GIVEN REQUEST:
Print the data that follows exactly.

┄┄┄┄┄┄┄┄┄┄┄┄┄┄┄┄┄┄┄┄

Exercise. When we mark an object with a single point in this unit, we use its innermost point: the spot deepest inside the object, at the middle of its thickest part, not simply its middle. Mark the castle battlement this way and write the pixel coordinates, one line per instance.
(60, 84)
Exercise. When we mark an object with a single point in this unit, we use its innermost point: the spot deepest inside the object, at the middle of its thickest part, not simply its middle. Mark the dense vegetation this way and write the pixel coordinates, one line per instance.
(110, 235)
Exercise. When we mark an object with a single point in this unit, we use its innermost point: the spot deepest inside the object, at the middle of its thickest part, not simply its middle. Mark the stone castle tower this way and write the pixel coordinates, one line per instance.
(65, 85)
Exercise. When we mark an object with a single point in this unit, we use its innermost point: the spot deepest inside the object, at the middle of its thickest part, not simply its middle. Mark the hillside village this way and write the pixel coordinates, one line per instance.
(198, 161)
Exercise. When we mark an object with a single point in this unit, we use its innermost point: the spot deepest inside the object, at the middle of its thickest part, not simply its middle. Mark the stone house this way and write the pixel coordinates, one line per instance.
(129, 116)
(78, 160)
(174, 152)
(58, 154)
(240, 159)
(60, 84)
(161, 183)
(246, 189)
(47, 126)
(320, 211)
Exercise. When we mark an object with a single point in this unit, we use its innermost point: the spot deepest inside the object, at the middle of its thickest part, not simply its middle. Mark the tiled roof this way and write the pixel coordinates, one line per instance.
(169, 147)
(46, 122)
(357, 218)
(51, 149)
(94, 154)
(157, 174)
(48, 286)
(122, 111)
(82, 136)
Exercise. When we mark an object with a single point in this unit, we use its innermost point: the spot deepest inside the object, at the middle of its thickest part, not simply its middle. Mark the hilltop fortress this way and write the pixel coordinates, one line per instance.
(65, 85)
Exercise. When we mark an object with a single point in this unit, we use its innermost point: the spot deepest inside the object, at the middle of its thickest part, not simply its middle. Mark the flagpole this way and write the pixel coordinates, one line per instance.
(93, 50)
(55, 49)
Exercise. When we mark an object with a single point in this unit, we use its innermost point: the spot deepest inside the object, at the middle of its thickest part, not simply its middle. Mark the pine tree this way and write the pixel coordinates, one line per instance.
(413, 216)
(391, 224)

┄┄┄┄┄┄┄┄┄┄┄┄┄┄┄┄┄┄┄┄

COMPLETE RESPONSE:
Exercise. When we mark an object with a single point in this unit, we use its innermost point: the spot deepest inside the object, at the middle of its thickest part, not simply its middle. Mark the castle battlement this way and write the pixel coordinates, one line per instance.
(60, 84)
Exercise. When we mark an object with a single point in this unit, we use its innermost point: the spot deepest inside the object, at the middle of its thickest part, not simply its middle. Mark the dense vegetation this way and write the pixel coordinates, one line per instance.
(110, 235)
Exercise. When we mark an object with a single point in this unit, we use its innermost point: the spot deepest inside the object, at the middle of its thickest part, not simply its middle. Mark the stone castle tower this way and write the pixel coordinates, one line per instance.
(65, 85)
Exercise. When we mark an object with a single point in this unit, we use its innermost point: the spot deepest inside the object, at the middle of its thickest part, not simply its middle. Mark the hillside village this way and write the pixel coordinates, one line per instance.
(198, 161)
Exercise. When we mark an object with a single point in this unit, we use its innermost point: the spot deepest inside the object, at the middle of its thickest part, not simply its middle. Mark the stone house this way and write the pixel coordinates, one line per instance.
(129, 116)
(78, 160)
(174, 152)
(58, 154)
(240, 159)
(60, 84)
(161, 183)
(246, 189)
(47, 126)
(320, 211)
Exercise. When we mark an object with a single point in this unit, we use its innermost point: the spot deepest inside the object, at the middle of its thickest part, not simply its middle. Mark the tiled roof this way and write the pixel coordinates, one line per instance.
(169, 147)
(46, 122)
(357, 218)
(51, 149)
(94, 154)
(157, 174)
(48, 286)
(122, 111)
(82, 136)
Exercise. When we mark an object with a single point in this unit, we use its innermost point: the spot deepest inside the object, at the middle of its thickest part, not simply its middle. Mark the hilltop fortress this way and write the pixel coordinates, one line per instance.
(65, 85)
Exercise. When we mark an object with a single point in this unit, we use its innermost point: the spot deepest inside the object, at the middle of its thickest part, not simply its middle. Mark the flagpole this way and write the pixel coordinates, one line per instance.
(93, 50)
(55, 49)
Exercise. When we mark an object with a single point in this unit, we use its innermost point: the spot deepest inside the object, at the middle of its thickest part, not simply its middle. Mark the pine tree this way and write the pixel coordinates, one line per instance.
(413, 216)
(391, 224)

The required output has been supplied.